*What needs to be done*. Copy every line below that contains the string "segment", matching case exactly.

Region labeling items
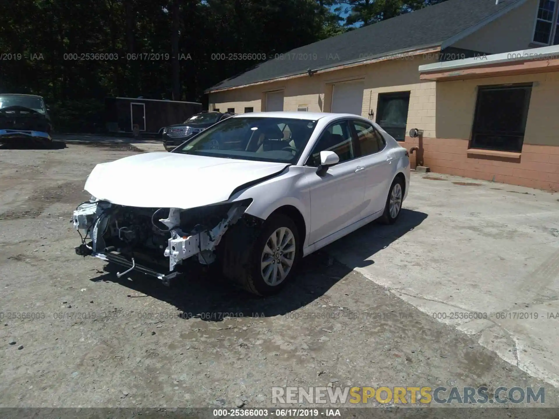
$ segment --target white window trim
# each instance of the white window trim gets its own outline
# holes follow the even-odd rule
[[[532,30],[531,44],[538,45],[552,45],[553,39],[555,37],[555,32],[559,26],[559,22],[557,22],[557,15],[559,13],[559,0],[553,0],[555,3],[555,9],[553,10],[553,20],[551,22],[551,33],[549,34],[549,40],[547,44],[538,42],[534,40],[534,35],[536,35],[536,26],[538,23],[538,12],[539,11],[539,0],[537,0],[536,5],[536,17],[534,18],[534,26]],[[544,21],[544,22],[546,21]]]

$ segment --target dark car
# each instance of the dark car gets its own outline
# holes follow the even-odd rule
[[[218,112],[205,112],[192,115],[182,123],[177,123],[163,128],[163,146],[165,150],[170,151],[192,136],[234,115]]]
[[[50,144],[51,130],[50,117],[41,96],[0,94],[0,143]]]

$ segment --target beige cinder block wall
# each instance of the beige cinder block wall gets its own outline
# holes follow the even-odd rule
[[[409,91],[407,130],[419,128],[426,131],[426,136],[435,136],[435,83],[421,81],[418,68],[436,61],[436,53],[408,55],[311,77],[305,75],[210,93],[210,109],[223,111],[234,107],[238,113],[244,112],[245,107],[252,106],[254,112],[264,111],[266,92],[281,89],[284,91],[284,111],[295,111],[298,107],[305,106],[311,112],[330,112],[334,84],[362,80],[362,116],[368,117],[369,112],[372,111],[376,118],[379,93]]]
[[[533,82],[522,151],[468,152],[480,85]],[[424,139],[425,165],[435,172],[559,191],[559,73],[440,82],[437,138]],[[408,148],[416,139],[406,141]]]
[[[452,46],[487,54],[530,48],[539,3],[539,0],[527,0],[472,35],[458,41]]]

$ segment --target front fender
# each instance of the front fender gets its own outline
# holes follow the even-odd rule
[[[231,197],[231,200],[252,198],[252,202],[245,212],[262,220],[267,220],[281,207],[294,207],[303,216],[306,230],[305,237],[308,237],[310,229],[310,194],[304,187],[304,177],[303,168],[290,166],[286,173],[279,176],[239,191]]]

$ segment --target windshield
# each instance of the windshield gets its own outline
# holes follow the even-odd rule
[[[16,106],[25,106],[41,113],[45,113],[45,104],[41,98],[32,96],[0,96],[0,108]]]
[[[193,115],[184,121],[184,123],[187,122],[193,122],[195,123],[215,123],[221,116],[220,113],[200,113],[198,115]]]
[[[316,125],[316,121],[309,120],[229,118],[173,152],[294,164]]]

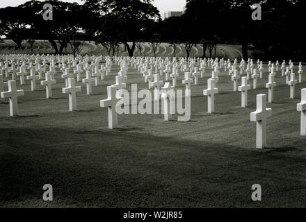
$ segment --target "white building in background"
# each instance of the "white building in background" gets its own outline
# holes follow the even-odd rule
[[[170,11],[165,12],[163,18],[168,19],[170,17],[180,17],[183,15],[184,11]]]

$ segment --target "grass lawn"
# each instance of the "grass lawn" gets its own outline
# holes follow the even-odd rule
[[[19,97],[19,116],[9,117],[8,102],[0,104],[0,207],[306,207],[306,138],[300,136],[296,111],[306,82],[296,85],[291,100],[278,72],[275,102],[268,105],[273,109],[268,148],[257,150],[250,113],[256,110],[256,94],[268,93],[265,68],[258,88],[249,91],[247,108],[241,108],[241,93],[232,92],[227,72],[222,71],[216,112],[207,113],[202,90],[211,76],[208,69],[200,85],[191,86],[191,121],[123,114],[113,130],[107,128],[107,109],[99,101],[107,97],[106,86],[115,83],[118,66],[102,86],[93,87],[93,95],[78,83],[84,87],[76,112],[68,111],[60,71],[54,98],[49,100],[44,86],[31,92],[29,81],[20,86],[18,80],[18,88],[25,90]],[[184,87],[180,76],[177,89]],[[138,89],[147,87],[136,69],[130,68],[128,76]],[[42,200],[47,183],[54,188],[52,202]],[[260,203],[251,200],[254,184],[261,185]]]

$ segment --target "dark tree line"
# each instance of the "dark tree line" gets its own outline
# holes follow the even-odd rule
[[[303,0],[187,0],[185,13],[161,20],[152,0],[86,0],[83,5],[30,1],[17,7],[0,8],[0,35],[23,41],[33,50],[35,40],[48,40],[56,53],[70,45],[80,51],[82,41],[95,41],[115,55],[123,44],[130,56],[150,42],[154,53],[161,42],[173,47],[184,44],[189,56],[194,45],[203,57],[216,54],[218,44],[242,45],[261,60],[305,58],[302,24],[306,6]],[[45,21],[42,6],[53,6],[54,19]],[[251,6],[260,3],[262,20],[254,21]],[[207,51],[208,54],[207,55]]]

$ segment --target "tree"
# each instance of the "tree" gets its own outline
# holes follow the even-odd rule
[[[136,42],[143,28],[152,20],[160,19],[152,0],[87,0],[84,6],[92,17],[104,18],[111,15],[120,22],[118,31],[121,35],[118,41],[125,45],[130,57],[134,55]],[[91,28],[95,27],[92,26]]]
[[[139,53],[140,54],[140,56],[143,56],[143,40],[138,40],[139,42],[136,42],[136,47],[139,49]]]
[[[16,43],[18,49],[27,38],[26,29],[31,17],[31,12],[20,6],[0,8],[0,30],[6,38]]]
[[[109,56],[111,51],[113,52],[113,56],[115,56],[116,49],[119,47],[122,37],[120,33],[121,22],[117,17],[111,14],[97,19],[99,19],[99,22],[94,33],[96,43],[99,43],[106,48]]]
[[[31,15],[28,24],[37,31],[37,37],[48,40],[56,53],[61,54],[73,37],[72,34],[79,31],[85,24],[83,17],[80,16],[84,9],[76,3],[57,0],[49,0],[47,2],[52,5],[53,10],[56,12],[54,19],[51,21],[45,21],[42,18],[45,12],[42,6],[45,2],[30,1],[19,7],[29,12],[28,15]],[[56,41],[60,44],[59,49]]]
[[[159,22],[161,29],[161,35],[163,42],[168,42],[169,46],[173,48],[173,56],[176,56],[177,46],[182,43],[179,37],[179,22],[177,17],[170,17]]]

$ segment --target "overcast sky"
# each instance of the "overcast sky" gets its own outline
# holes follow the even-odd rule
[[[17,6],[27,0],[0,0],[0,8],[6,6]],[[81,3],[81,0],[65,0],[63,1]],[[156,6],[161,12],[161,16],[163,12],[168,11],[182,11],[183,7],[186,5],[186,0],[154,0],[154,6]]]

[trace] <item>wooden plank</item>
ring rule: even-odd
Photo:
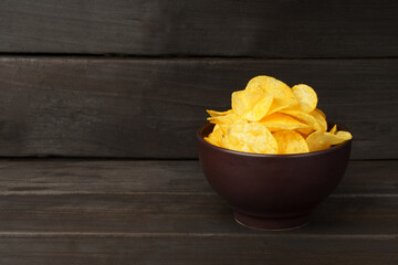
[[[22,251],[23,250],[23,251]],[[8,265],[45,264],[397,264],[397,239],[118,235],[9,236],[0,240]]]
[[[0,1],[0,52],[397,56],[396,1]]]
[[[235,223],[217,194],[0,195],[0,232],[259,233]],[[305,227],[285,234],[398,239],[397,209],[397,193],[331,197],[313,212]]]
[[[206,108],[268,74],[318,93],[352,158],[398,158],[398,60],[0,59],[0,156],[197,158]]]
[[[310,224],[264,232],[234,223],[198,161],[3,159],[0,263],[395,264],[397,167],[352,161]]]
[[[398,193],[398,160],[350,161],[334,195]],[[0,194],[212,194],[197,160],[0,160]]]
[[[199,171],[197,161],[1,165],[0,232],[252,233],[234,223],[201,173],[190,173]],[[398,235],[398,161],[350,165],[341,190],[315,210],[310,225],[292,234]],[[17,179],[24,188],[15,189]]]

*Solution for this problem*.
$ segment --target white window trim
$ segment --target dark car
$ segment --target beige cinder block wall
$ segment --target front fender
$ segment --target windshield
$ segment --target "white building in background"
$ segment --target "grass lawn"
$ segment --target "dark tree line"
$ segment --target "tree"
$ segment --target "overcast sky"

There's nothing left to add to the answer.